### Brief
Copy the records again from the line that has "where: wooden post" through the end of the records, requests included. Adjust each box coordinate in the answers by adding -6 to it.
··· Input rows ···
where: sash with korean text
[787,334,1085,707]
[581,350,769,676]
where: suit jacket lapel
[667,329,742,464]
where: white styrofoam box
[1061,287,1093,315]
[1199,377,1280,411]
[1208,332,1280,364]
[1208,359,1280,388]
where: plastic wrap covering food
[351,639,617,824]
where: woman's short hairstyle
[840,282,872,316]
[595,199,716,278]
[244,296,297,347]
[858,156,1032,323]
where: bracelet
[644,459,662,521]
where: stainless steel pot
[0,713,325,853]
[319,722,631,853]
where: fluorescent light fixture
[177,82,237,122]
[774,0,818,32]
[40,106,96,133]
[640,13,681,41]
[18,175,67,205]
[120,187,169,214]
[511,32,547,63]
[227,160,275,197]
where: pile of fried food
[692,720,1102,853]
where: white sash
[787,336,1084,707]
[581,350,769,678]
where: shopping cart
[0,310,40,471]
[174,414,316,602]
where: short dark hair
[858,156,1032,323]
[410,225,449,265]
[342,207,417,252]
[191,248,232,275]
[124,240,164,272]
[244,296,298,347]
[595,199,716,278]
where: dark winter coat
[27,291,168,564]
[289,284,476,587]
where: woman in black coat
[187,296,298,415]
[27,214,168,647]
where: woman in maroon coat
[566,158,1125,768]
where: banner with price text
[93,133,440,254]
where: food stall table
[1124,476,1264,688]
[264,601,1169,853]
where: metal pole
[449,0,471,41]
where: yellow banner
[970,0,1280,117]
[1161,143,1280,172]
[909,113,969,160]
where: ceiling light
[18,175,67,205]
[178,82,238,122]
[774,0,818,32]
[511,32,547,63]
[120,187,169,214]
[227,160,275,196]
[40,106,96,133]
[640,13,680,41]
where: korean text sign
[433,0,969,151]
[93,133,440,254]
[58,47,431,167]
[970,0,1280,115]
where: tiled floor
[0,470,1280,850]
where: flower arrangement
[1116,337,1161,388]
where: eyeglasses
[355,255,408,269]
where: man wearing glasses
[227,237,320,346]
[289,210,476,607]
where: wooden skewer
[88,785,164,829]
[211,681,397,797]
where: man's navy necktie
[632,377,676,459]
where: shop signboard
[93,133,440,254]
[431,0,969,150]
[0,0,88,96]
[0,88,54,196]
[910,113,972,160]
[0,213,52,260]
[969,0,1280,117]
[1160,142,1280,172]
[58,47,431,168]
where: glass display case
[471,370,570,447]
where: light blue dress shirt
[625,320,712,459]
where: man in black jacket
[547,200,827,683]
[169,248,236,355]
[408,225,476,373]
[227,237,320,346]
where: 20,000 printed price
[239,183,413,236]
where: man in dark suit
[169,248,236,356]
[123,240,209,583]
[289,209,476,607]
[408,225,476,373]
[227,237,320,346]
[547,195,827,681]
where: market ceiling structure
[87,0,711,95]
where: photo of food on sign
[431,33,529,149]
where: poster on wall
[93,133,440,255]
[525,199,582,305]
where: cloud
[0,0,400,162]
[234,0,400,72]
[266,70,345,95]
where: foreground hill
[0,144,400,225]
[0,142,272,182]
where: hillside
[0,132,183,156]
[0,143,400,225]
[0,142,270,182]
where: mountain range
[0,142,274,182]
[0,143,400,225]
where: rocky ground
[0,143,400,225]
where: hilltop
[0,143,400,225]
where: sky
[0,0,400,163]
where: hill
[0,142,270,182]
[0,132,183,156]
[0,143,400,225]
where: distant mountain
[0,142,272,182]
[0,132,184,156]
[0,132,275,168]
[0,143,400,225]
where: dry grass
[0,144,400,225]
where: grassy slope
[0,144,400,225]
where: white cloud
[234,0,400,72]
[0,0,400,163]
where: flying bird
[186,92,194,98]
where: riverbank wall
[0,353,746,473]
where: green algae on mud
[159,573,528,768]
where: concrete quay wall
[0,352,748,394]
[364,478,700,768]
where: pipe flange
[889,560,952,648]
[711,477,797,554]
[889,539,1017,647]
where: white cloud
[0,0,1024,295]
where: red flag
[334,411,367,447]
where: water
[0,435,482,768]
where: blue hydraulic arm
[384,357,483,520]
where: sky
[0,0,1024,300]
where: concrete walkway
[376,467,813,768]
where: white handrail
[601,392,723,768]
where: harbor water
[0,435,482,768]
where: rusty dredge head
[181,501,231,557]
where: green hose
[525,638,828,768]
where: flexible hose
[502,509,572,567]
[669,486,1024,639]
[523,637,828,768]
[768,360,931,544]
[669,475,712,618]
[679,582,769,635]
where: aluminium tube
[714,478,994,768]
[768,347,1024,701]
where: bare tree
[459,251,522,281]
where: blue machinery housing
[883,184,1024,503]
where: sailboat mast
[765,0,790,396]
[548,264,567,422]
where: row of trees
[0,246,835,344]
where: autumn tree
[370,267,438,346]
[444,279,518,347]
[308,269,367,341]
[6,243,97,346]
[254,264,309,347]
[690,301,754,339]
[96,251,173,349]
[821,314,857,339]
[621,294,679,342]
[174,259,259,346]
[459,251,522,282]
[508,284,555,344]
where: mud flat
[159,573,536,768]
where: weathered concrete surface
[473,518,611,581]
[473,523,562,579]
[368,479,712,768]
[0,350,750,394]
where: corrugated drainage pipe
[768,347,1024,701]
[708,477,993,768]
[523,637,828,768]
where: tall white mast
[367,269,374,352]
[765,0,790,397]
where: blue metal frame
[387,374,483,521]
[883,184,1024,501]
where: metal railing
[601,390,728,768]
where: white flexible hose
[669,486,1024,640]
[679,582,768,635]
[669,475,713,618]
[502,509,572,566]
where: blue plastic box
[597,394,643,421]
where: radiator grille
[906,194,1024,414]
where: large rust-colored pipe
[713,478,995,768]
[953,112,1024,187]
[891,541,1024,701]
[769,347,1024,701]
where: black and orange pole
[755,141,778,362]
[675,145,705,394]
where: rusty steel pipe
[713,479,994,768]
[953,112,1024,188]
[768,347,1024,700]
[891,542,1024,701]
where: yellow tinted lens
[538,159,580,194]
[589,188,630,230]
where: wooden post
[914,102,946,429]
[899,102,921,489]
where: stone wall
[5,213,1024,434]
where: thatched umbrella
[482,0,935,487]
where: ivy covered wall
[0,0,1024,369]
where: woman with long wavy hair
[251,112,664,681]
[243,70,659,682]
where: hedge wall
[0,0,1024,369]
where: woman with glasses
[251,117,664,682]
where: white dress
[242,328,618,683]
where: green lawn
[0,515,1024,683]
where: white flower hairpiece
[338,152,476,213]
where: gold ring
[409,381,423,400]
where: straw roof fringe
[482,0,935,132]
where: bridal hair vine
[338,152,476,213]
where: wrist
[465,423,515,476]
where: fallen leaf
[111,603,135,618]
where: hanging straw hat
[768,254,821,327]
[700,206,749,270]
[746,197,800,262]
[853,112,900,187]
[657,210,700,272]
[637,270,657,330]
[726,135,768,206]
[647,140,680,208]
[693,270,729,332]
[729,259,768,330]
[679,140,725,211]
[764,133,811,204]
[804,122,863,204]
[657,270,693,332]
···
### The response
where: wooden post
[908,96,940,423]
[893,96,915,483]
where: stone wall
[-1,207,1018,428]
where: thatched umbrella
[476,-6,929,481]
where: ivy covered wall
[-6,-6,1018,363]
where: woman with long wavy hair
[245,106,658,675]
[237,64,653,676]
where: hedge wall
[-6,-6,1018,363]
where: woman with glasses
[245,111,658,676]
where: white dress
[236,322,612,677]
where: green lawn
[-6,509,1018,677]
where: white flower hairpiece
[332,146,470,207]
where: gold ring
[403,375,417,394]
where: straw roof fringe
[476,-6,929,126]
where: bridal hair vine
[332,146,470,207]
where: wrist
[459,417,509,470]
where: fallen leaf
[105,597,129,612]
where: hanging straw hat
[762,248,815,321]
[694,200,743,264]
[740,191,794,256]
[847,106,894,181]
[651,204,694,266]
[631,264,651,324]
[720,129,762,200]
[641,134,674,202]
[687,264,723,326]
[723,253,762,324]
[673,134,719,205]
[758,127,805,198]
[798,116,857,198]
[651,264,687,326]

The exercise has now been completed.